**Stated task**
List each line in the material below that contains the word "interior".

────

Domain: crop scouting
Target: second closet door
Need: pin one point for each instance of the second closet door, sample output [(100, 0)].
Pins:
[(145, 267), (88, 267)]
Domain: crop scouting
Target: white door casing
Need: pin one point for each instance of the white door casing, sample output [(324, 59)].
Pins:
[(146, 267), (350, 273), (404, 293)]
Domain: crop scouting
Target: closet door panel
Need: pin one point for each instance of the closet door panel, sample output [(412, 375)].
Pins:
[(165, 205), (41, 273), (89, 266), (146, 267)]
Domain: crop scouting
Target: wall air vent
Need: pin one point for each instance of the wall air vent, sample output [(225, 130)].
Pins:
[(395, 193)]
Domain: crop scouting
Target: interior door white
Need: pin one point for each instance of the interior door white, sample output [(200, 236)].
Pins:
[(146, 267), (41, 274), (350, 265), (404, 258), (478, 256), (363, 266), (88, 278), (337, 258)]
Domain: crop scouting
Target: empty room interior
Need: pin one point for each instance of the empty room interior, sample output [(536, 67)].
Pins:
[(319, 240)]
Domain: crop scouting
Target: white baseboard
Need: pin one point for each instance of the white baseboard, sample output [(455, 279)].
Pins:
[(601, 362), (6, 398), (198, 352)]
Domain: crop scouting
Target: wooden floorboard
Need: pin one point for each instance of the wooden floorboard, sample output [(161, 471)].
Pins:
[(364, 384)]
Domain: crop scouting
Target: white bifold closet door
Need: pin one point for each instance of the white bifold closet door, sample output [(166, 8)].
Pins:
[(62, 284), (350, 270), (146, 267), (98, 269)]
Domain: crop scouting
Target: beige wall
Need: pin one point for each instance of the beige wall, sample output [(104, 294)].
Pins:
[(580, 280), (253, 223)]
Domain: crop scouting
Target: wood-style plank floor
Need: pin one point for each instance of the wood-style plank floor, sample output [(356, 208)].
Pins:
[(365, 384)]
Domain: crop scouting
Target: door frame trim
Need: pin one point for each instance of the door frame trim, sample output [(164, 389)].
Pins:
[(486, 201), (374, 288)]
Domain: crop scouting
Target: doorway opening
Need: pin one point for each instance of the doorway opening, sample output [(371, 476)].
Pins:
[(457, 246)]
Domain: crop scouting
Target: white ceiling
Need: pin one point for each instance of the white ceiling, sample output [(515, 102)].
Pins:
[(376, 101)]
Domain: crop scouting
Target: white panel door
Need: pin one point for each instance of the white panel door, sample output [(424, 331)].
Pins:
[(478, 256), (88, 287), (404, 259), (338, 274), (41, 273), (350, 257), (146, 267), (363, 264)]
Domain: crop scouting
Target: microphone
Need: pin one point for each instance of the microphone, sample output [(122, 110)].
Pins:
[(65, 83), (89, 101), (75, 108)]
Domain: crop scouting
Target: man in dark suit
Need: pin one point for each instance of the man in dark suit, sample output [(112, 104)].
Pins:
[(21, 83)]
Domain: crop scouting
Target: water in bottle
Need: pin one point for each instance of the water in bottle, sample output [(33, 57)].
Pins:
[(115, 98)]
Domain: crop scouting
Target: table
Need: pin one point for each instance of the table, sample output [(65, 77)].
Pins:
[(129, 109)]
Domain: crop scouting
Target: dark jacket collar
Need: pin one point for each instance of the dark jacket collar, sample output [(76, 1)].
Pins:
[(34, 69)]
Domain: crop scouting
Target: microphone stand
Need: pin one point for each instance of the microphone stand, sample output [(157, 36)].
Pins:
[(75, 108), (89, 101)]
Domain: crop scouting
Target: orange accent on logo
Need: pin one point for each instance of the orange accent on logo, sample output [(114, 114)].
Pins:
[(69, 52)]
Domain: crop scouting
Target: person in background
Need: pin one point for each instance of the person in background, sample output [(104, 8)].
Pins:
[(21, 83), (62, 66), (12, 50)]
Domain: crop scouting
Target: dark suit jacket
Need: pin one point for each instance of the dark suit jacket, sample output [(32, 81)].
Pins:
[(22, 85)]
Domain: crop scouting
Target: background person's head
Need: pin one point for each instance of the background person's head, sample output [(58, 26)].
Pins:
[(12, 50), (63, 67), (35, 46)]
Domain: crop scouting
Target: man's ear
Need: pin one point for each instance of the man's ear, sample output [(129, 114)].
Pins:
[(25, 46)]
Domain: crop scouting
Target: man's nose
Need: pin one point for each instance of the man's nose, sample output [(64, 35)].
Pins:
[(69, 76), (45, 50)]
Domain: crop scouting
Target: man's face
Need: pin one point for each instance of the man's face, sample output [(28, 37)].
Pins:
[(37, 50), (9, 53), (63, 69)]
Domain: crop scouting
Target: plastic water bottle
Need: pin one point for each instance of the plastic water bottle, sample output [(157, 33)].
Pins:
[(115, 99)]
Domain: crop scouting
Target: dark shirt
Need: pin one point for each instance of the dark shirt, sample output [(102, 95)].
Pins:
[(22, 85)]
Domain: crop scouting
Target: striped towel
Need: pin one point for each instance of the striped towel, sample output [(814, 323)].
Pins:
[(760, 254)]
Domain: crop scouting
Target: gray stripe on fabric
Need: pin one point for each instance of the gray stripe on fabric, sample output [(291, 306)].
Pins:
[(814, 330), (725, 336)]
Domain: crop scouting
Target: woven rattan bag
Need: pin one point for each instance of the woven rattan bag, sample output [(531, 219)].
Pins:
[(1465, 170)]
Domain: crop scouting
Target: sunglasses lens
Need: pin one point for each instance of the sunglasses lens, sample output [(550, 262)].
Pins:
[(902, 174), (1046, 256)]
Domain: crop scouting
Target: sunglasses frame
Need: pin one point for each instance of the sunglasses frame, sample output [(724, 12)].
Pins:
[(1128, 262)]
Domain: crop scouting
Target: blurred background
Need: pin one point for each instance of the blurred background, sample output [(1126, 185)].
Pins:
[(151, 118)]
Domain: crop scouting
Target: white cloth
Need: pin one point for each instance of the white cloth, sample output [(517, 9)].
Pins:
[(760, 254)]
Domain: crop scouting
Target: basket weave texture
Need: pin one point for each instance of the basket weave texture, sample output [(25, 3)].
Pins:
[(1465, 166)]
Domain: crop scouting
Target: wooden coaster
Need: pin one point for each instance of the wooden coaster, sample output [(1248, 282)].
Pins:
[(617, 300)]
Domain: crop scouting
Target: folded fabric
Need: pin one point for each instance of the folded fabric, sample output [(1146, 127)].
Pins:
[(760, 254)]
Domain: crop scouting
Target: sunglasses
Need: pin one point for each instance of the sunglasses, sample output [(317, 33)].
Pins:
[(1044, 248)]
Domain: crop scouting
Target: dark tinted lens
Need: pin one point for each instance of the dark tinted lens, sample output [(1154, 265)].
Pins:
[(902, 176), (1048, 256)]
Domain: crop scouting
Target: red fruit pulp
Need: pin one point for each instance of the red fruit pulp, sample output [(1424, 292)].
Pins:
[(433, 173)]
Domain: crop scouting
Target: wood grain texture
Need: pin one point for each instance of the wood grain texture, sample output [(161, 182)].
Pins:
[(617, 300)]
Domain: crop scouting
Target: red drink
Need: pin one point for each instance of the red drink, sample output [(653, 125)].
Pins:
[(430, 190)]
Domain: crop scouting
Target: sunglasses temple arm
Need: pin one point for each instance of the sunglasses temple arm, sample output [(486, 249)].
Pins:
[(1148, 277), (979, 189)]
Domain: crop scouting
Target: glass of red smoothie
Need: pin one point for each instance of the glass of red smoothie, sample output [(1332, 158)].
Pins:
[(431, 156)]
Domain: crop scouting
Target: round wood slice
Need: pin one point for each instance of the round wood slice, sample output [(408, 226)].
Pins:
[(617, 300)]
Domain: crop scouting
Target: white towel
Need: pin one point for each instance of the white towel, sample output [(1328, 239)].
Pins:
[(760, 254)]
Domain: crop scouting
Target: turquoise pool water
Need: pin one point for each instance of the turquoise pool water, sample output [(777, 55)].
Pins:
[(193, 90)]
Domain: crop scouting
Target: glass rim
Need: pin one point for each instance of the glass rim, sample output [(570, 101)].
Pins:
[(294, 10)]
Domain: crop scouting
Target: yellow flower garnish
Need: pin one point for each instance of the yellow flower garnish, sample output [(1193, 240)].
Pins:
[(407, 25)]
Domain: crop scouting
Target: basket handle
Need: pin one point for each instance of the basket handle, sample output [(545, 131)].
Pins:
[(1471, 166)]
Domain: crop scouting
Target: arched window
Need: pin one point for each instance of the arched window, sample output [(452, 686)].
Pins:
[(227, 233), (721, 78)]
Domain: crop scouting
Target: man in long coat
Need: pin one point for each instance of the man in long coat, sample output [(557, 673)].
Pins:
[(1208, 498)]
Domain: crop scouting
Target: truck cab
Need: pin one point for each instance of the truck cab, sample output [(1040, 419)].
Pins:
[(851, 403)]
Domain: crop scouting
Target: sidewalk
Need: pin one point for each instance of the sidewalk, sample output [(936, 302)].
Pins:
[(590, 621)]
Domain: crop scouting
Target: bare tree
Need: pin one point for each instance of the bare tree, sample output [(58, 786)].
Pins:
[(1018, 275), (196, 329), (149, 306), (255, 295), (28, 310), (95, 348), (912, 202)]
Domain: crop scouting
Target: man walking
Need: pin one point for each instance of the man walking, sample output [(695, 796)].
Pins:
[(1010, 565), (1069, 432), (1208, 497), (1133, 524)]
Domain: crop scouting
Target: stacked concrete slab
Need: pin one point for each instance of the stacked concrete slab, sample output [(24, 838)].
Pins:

────

**Task result**
Target: interior door white
Need: pin one point for each instance of the interior door white, sample output [(200, 236)].
Target: empty room interior
Need: pin one point for each instance of the empty room interior, sample output [(536, 67)].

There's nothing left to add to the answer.